--- EXERCISE REQUIREMENTS ---
Your copy should hold every record verbatim and none of the pictures.

Point localization data
-*-*-

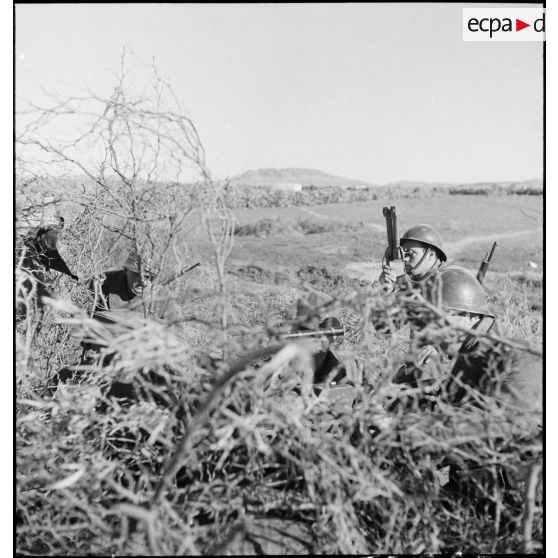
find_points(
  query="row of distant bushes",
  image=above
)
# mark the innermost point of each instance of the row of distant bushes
(264, 196)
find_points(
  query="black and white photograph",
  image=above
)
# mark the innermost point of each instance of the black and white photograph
(279, 279)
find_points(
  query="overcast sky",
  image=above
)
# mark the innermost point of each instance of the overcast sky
(378, 92)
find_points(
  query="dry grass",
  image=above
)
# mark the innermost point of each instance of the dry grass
(256, 447)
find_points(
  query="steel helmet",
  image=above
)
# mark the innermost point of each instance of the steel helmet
(426, 235)
(455, 288)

-*-*-

--- WRITTEN ANSWER ---
find_points(
  query="row of distant bushes",
  image=above
)
# mark the innermost point of each instance of the row of distant bushes
(264, 196)
find_points(
  query="black and white photograph",
  image=above
)
# mark the innermost point of each instance of the black and white photograph
(279, 279)
find_points(
  query="overcast sky",
  image=above
)
# mark the innermost point of each instance of the overcast sky
(378, 92)
find_points(
  query="dry grass",
  image=above
)
# mark the innermost point of each instance of the dry grass
(256, 447)
find_points(
  query="steel helmet",
  image=above
)
# mark the innermost point of each instance of the steel helmet
(426, 235)
(455, 288)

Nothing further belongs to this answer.